§ **Instructions for the task**
The response should be an exact repetition of all the entries.
--- Material for the task ---
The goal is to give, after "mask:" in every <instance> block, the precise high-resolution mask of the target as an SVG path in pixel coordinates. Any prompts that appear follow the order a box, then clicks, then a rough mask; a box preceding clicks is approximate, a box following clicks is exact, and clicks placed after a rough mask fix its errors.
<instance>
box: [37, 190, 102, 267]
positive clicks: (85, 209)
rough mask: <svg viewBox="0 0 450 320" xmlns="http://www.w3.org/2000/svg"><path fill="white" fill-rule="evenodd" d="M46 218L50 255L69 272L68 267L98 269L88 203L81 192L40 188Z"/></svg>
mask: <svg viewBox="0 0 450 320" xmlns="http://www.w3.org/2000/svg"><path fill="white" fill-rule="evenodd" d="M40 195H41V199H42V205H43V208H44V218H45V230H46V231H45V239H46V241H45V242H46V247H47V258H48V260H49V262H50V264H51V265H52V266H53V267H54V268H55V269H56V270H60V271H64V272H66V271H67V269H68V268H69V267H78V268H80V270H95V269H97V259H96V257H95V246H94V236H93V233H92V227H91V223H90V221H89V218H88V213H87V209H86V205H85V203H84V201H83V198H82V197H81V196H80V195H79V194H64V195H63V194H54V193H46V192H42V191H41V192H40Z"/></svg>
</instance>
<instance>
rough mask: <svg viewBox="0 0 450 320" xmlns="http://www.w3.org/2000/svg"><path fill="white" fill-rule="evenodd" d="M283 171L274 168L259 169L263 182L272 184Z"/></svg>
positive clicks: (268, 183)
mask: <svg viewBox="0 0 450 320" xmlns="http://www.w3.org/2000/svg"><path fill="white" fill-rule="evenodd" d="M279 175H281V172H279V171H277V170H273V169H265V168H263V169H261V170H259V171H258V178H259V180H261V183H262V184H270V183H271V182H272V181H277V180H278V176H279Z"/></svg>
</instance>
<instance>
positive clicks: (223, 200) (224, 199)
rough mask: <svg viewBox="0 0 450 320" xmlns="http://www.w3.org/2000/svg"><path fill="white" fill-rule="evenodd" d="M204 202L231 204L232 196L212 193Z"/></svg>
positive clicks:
---
§ **Answer space**
The goal is to give, after "mask:" in every <instance> block, the precise high-resolution mask of the target as an SVG path in pixel coordinates. Any prompts that appear follow the order a box, then clicks, then a rough mask; a box preceding clicks is approximate, a box following clicks is exact, and clicks placed after a rough mask fix its errors.
<instance>
box: [37, 190, 102, 267]
positive clicks: (85, 209)
rough mask: <svg viewBox="0 0 450 320" xmlns="http://www.w3.org/2000/svg"><path fill="white" fill-rule="evenodd" d="M46 218L50 255L69 272L68 267L98 269L88 203L81 192L40 188Z"/></svg>
mask: <svg viewBox="0 0 450 320" xmlns="http://www.w3.org/2000/svg"><path fill="white" fill-rule="evenodd" d="M40 195H41V199H42V205H43V208H44V218H45V230H46V231H45V239H46V241H45V242H46V247H47V258H48V260H49V262H50V264H51V265H52V266H53V267H54V268H55V269H56V270H60V271H64V272H66V271H67V269H68V268H69V267H78V268H80V270H95V269H97V259H96V257H95V246H94V236H93V233H92V227H91V223H90V221H89V218H88V213H87V209H86V205H85V203H84V201H83V198H82V197H81V196H80V195H79V194H64V195H63V194H54V193H46V192H42V191H41V192H40Z"/></svg>
</instance>
<instance>
rough mask: <svg viewBox="0 0 450 320" xmlns="http://www.w3.org/2000/svg"><path fill="white" fill-rule="evenodd" d="M283 171L274 168L259 169L263 182L272 184Z"/></svg>
positive clicks: (268, 183)
mask: <svg viewBox="0 0 450 320" xmlns="http://www.w3.org/2000/svg"><path fill="white" fill-rule="evenodd" d="M279 175H281V172H279V171H277V170H273V169H265V168H263V169H261V170H259V171H258V178H259V180H261V183H262V184H270V183H271V182H272V181H277V180H278V176H279Z"/></svg>
</instance>
<instance>
positive clicks: (223, 200) (224, 199)
rough mask: <svg viewBox="0 0 450 320" xmlns="http://www.w3.org/2000/svg"><path fill="white" fill-rule="evenodd" d="M204 202L231 204L232 196L212 193Z"/></svg>
positive clicks:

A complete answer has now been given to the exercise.